::: SUPPLIED INFORMATION :::

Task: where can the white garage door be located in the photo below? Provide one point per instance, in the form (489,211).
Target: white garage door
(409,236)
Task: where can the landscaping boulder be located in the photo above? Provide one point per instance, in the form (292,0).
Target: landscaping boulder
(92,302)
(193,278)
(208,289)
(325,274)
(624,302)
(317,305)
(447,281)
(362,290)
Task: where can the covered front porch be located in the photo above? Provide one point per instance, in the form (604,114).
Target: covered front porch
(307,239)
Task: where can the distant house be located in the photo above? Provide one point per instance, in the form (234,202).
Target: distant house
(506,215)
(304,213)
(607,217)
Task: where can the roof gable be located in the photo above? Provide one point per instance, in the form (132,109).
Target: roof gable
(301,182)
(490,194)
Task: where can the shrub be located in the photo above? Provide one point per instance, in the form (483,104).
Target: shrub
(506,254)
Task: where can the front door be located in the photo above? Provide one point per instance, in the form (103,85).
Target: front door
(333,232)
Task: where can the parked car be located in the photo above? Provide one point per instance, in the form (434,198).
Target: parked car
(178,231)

:::
::: SUPPLIED INFORMATION :::

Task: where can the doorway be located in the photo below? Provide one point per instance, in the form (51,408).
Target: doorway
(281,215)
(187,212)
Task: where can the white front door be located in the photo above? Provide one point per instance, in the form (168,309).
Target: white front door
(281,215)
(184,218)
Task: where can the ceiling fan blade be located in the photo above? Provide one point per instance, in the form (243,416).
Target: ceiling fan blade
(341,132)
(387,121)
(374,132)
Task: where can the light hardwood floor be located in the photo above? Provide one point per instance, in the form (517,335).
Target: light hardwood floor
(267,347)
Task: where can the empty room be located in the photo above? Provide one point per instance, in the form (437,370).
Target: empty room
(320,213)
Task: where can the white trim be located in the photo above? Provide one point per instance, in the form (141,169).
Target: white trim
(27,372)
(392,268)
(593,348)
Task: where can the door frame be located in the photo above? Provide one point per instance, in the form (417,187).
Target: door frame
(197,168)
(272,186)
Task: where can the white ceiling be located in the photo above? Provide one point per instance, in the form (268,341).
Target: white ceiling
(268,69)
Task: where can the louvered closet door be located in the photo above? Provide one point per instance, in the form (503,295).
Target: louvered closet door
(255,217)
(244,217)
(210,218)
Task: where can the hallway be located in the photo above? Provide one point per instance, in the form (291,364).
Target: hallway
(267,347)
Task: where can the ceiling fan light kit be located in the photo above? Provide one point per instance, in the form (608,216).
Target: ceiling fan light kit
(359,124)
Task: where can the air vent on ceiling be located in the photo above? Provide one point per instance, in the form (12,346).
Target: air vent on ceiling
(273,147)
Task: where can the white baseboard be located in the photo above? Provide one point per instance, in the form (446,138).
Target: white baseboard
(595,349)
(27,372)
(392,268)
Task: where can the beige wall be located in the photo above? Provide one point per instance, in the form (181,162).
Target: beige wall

:::
::: SUPPLIED INFORMATION :::

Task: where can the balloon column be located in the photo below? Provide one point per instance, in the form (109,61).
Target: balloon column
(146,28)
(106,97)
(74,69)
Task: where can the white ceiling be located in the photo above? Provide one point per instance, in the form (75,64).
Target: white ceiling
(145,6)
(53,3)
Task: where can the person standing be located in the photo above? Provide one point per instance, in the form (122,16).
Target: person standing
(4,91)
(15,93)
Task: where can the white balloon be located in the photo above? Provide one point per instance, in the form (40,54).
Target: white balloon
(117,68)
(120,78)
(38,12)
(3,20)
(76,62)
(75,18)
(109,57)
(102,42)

:::

— ABOUT THIS TASK —
Each line of the material above that contains the word "below" counts once; report the total and nothing else.

— ANSWER SECTION —
3